With the Greeks the moon was a female, Diana, who caught up her lover Endymion; and Endymion was thus, probably, the first 'man in the moon.' The Jews, again, have a tradition that Jacob is in the moon; and there is the nursery story that the person in the moon is a man who was condemned for gathering sticks on Sunday. This myth comes to us from Germany—at all events, Mr. R. A. Proctor traced it there with much circumstantiality. Mr. Baring-Gould, however,[Pg 61] finds in some parts of Germany a tradition that both a man and a woman are in the moon—the man because he strewed brambles and thorns on the church path to hinder people from attending Sunday mass, and the woman because she made butter on Sunday. This man carries two bundles of thorns, and the woman her butter-tub, for ever. In Swabia they say there is a mannikin in the moon, who stole wood; and in Frisia they say it is a man, who stole cabbages. The Scandinavian legend is that the moon and sun are brother and sister—the moon in this case being the male. The story goes that Mâni, the moon, took up two children from earth, named Bil and Hjuki, as they were carrying a pitcher of water from the well Brygir, and in this myth Mr. Baring-Gould discovers the origin of the nursery rhyme of Jack and Jill. 'These children,' he says, 'are the moon-spots, and the fall of Jack, and the subsequent fall of Jill, simply represent the vanishing of one moon-spot after another as the moon wanes.'

In Britain there are references in the ancient monkish writings to a man in the moon; and in the Record Office there is an impression of a seal of the fourteenth century bearing the device of a man carrying a bundle of thorns in the moon. The legend attached is, 'Te Waltere docebo cur spinas phebo gero' ('I will teach thee, Walter, why I carry thorns to the moon'), which Mr. Hudson Taylor, who describes the seal, thinks to be an enigmatical way of saying that honesty is the best policy—the thorns having evidently been stolen.

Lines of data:
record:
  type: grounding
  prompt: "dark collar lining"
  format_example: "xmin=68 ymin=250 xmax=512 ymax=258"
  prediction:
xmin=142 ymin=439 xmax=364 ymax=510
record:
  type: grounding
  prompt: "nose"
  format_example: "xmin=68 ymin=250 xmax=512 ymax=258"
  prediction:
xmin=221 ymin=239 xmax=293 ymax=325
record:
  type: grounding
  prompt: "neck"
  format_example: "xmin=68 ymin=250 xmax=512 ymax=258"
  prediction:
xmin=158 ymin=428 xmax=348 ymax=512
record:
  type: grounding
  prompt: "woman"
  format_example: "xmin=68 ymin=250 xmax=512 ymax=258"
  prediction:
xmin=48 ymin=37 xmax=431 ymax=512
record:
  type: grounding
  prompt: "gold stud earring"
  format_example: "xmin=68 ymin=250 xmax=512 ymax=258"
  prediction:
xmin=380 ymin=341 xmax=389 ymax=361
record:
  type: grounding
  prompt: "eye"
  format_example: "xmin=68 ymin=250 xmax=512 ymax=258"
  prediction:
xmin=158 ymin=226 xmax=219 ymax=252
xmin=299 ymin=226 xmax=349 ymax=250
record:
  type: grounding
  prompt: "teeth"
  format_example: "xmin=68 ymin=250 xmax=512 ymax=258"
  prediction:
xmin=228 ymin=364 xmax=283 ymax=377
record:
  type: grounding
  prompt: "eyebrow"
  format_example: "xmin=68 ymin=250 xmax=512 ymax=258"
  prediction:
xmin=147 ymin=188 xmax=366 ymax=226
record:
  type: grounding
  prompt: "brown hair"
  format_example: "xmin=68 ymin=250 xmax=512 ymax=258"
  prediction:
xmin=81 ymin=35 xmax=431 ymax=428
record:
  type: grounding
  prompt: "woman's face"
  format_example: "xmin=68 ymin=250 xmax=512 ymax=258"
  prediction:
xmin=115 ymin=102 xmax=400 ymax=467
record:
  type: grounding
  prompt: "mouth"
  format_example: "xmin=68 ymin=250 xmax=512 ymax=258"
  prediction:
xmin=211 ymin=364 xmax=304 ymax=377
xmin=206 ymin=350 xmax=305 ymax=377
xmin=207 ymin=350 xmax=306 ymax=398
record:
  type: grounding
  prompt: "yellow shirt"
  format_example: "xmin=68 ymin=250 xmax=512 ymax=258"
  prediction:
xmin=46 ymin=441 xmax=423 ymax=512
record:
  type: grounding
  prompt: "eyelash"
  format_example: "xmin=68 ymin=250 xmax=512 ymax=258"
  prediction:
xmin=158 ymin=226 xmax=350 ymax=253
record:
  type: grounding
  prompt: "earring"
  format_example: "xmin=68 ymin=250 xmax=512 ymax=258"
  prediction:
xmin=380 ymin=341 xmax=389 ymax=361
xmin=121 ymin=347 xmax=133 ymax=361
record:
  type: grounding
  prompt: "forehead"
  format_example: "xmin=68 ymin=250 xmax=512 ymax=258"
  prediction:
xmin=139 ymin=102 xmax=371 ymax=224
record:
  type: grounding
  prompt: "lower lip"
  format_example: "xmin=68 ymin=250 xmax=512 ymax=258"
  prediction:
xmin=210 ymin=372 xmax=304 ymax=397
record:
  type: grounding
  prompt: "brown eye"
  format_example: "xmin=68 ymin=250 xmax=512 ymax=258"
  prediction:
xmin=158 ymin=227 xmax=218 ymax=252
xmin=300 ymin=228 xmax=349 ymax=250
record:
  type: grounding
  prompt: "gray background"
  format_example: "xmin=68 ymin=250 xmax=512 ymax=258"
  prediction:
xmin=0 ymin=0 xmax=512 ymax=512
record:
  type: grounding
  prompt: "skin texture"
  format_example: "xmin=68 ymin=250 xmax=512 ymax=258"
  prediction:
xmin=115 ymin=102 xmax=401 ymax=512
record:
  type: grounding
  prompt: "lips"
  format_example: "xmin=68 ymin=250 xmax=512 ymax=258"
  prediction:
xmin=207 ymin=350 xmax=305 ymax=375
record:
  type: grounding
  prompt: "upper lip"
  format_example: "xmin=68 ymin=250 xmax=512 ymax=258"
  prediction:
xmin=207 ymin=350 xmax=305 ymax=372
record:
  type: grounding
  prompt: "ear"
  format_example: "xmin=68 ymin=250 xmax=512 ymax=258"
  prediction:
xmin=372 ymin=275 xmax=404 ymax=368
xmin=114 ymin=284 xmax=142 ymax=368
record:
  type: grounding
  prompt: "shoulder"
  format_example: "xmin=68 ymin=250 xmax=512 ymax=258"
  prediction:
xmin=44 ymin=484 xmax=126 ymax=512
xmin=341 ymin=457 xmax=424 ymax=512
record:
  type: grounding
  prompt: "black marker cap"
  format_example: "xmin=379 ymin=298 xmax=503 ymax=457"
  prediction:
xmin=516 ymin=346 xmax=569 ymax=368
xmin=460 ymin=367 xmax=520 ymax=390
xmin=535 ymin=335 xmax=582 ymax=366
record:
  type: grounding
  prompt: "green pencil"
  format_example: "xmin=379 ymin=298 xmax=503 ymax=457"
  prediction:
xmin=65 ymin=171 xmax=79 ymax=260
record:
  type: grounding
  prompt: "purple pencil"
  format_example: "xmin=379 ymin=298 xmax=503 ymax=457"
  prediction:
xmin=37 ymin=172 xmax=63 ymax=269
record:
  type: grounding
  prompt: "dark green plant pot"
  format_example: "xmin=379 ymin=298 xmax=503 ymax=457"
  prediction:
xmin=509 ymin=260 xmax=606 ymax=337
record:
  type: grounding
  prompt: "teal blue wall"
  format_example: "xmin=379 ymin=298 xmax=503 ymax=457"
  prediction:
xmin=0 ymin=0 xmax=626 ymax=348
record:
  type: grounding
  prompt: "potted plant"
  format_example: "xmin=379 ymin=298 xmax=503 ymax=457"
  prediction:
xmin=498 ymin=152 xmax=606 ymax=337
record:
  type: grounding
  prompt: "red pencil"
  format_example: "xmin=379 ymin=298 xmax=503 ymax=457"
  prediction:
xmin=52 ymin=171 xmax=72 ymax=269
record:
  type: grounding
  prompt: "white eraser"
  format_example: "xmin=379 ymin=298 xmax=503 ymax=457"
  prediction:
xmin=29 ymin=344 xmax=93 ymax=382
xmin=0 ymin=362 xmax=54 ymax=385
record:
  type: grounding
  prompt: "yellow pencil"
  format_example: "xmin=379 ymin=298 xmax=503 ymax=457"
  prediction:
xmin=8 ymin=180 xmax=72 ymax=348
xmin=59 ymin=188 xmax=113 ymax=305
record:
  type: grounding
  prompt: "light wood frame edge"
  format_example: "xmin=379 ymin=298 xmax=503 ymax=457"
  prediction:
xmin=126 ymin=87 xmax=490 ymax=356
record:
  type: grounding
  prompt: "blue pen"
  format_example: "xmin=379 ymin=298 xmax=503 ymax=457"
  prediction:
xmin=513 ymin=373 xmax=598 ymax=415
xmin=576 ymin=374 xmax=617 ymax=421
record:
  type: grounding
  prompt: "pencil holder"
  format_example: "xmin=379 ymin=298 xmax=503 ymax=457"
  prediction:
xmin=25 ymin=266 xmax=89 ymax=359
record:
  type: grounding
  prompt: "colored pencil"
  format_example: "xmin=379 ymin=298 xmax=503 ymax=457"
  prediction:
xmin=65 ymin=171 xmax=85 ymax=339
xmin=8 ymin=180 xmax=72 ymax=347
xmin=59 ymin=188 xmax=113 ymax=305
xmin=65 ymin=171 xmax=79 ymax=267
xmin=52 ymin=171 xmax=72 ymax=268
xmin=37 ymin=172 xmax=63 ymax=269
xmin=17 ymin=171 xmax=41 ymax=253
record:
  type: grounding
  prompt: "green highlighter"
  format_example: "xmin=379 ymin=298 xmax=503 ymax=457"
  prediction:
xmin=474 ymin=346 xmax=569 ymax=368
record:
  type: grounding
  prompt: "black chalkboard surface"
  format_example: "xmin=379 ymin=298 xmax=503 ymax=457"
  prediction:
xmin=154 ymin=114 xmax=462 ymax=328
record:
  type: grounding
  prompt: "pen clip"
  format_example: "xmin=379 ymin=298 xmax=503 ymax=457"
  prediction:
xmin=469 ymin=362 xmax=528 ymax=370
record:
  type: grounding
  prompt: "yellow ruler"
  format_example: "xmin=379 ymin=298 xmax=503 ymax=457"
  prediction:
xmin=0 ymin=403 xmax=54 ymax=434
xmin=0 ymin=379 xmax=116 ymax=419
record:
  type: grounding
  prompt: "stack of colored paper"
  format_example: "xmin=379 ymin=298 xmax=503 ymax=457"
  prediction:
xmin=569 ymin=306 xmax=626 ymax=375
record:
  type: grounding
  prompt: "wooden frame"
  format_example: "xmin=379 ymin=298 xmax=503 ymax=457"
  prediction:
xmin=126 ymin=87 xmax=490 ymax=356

> [WHAT THE EXERCISE ASKS]
Decide whether each statement below agrees with the passage on moon legends. Answer yes or no for each, and quote the words of the passage that settle it.
1. In the Scandinavian legend, the moon is the male of the pair.
2. In Swabia, the figure in the moon is said to have stolen cabbages.
3. The seal in the Record Office dates from the fifteenth century.

> [EXERCISE SOLUTION]
1. Yes: "the moon in this case being the male."
2. No: "In Swabia they say there is a mannikin in the moon, who stole wood"
3. No: "an impression of a seal of the fourteenth century"